İskoçya’da sadece doğal güzellikleri ve muhteşem coğrafyayı değil şatolar, kaleler gibi tarihi zenginlikleri de bulabiliyorsunuz. Bir zamanlar soylu ailelerin sahip olduğu şatolar ve kartal yuvası gibi inşa edilmiş kaleler bugün hem film endüstrisine ilham veriyor hem de ülke turizmine hizmet ediyor. 

Bunları görebilmek için dilerseniz Edinburgh veya Glasgow’dan günübirlik veya 3 - 5 gün konaklama seçenekli turlara katılabiliyorsunuz. Direksiyonu tersten kullanmaya cesaretiniz varsa araba kiralayıp kendiniz de istediğiniz yerleri gezebilirsiniz. 


Hadi artık ScotlineTours’dan aldığım 12 saat süren ve yaklaşık 370 km katettiğimiz günübirlik turla Highlands’i gezelim. 

28 Haziran 2018 

Edinburgh’da sabah erkenden kalkıp doğruca Subway’e gittim ve kahvaltı menüsü için 2,49 pound ödedim. Menüde sandviç, yumurta ve çay olduğundan oldukça doyurucuydu. Dolu dolu bir gün olacaktı çünkü önceki gün Royal Mile’da gezerken seyahat acentalarına bakarak uygun bir Highlands turu bulmaya çalışmış ve 46 pound ödeyerek Lochness Turuna kayıt yaptırmıştım. Otobüs saat 8’de bu caddeden hareket edecekti. Neredeyse dolu olan otobüste arka taraflarda boş bulduğum pencere kenarında bir koltuğa oturdum. 

Şoförümüz aynı zamanda rehberimizdi ve yol boyunca hem çevreyi tanıttı hem de İskoç hikayeleri ve tarihinden de bahsetti. Keşke bunları not alsaymışım hiçbirini hatırlamıyorum. Sadece hatırladığım otobüstekilerin ülkelerini sorup hiç İngiliz olmadığını öğrenince konuşması rahat olacak mealinde bir şey söylemişti. İngilizleri çok da sevmiyorlar anlaşılan.

━━━━━━━━

Yapmanız Gereken: Highlands turunu anlatan parçaya göre şu ifadeler doğru mu: (a) Tur için 46 pound ödendi, (b) otobüs saat 9'da hareket etti, (c) anlatıcı şoförün anlattıklarını not aldı? Her biri için evet ya da hayır deyin ve parçadaki belirleyici sözleri aynen alıntılayın. Bu satırlar başka bir kaynaktan alınmıştır.

(Ham kayıtlar)
━━━━━━━━

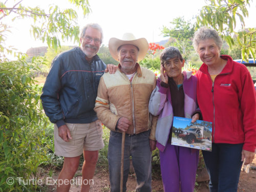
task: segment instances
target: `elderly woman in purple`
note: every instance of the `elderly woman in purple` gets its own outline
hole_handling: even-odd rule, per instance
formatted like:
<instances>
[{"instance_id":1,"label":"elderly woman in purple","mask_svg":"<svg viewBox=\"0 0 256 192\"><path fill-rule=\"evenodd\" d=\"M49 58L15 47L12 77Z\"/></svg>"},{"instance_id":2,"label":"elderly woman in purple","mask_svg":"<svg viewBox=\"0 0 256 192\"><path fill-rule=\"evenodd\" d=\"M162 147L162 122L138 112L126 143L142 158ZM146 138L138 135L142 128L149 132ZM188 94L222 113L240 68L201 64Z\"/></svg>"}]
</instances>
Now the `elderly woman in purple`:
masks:
<instances>
[{"instance_id":1,"label":"elderly woman in purple","mask_svg":"<svg viewBox=\"0 0 256 192\"><path fill-rule=\"evenodd\" d=\"M165 191L193 192L199 151L171 144L174 116L201 116L197 102L197 78L183 71L185 60L179 50L169 47L160 54L161 75L150 102L150 112L159 115L156 131Z\"/></svg>"}]
</instances>

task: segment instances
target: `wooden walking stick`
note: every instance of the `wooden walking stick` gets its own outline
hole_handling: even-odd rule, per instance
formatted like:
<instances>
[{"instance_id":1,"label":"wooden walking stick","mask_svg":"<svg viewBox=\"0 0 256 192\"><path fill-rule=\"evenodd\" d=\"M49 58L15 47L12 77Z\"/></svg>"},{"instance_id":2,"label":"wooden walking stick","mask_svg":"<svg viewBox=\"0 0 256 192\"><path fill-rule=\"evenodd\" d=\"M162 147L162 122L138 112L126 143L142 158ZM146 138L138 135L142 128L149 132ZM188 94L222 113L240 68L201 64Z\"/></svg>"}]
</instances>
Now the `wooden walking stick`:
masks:
<instances>
[{"instance_id":1,"label":"wooden walking stick","mask_svg":"<svg viewBox=\"0 0 256 192\"><path fill-rule=\"evenodd\" d=\"M122 133L122 148L121 150L121 178L120 181L120 192L123 192L123 155L124 153L124 141L125 140L125 132Z\"/></svg>"}]
</instances>

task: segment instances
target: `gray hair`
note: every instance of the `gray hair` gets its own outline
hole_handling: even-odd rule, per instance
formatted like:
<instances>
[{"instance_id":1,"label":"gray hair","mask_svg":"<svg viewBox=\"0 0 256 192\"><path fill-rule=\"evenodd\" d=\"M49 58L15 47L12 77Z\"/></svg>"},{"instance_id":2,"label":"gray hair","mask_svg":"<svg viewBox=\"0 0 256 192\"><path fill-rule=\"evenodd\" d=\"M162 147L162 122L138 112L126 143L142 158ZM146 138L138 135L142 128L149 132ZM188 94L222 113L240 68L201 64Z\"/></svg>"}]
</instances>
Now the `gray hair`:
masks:
<instances>
[{"instance_id":1,"label":"gray hair","mask_svg":"<svg viewBox=\"0 0 256 192\"><path fill-rule=\"evenodd\" d=\"M86 34L86 30L89 27L91 27L92 28L97 29L98 31L99 31L100 32L101 34L101 37L100 37L100 43L102 42L103 40L103 31L102 29L101 28L101 27L100 26L100 25L98 24L89 24L86 25L84 27L83 27L82 28L82 30L81 30L81 33L80 33L80 37L83 37L84 36L84 34Z\"/></svg>"},{"instance_id":2,"label":"gray hair","mask_svg":"<svg viewBox=\"0 0 256 192\"><path fill-rule=\"evenodd\" d=\"M222 46L222 40L219 36L218 32L214 29L208 29L205 27L200 28L195 33L193 38L193 46L196 52L198 52L198 46L201 40L212 39L220 50Z\"/></svg>"},{"instance_id":3,"label":"gray hair","mask_svg":"<svg viewBox=\"0 0 256 192\"><path fill-rule=\"evenodd\" d=\"M164 62L173 58L178 58L181 62L183 60L183 58L180 54L180 51L174 47L168 47L165 48L160 53L160 58L161 65L163 66Z\"/></svg>"}]
</instances>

━━━━━━━━

Eksiksiz Yanıt:
(a) Evet: "46 pound ödeyerek Lochness Turuna kayıt yaptırmıştım"
(b) Hayır: "Otobüs saat 8’de bu caddeden hareket edecekti."
(c) Hayır: "Keşke bunları not alsaymışım hiçbirini hatırlamıyorum."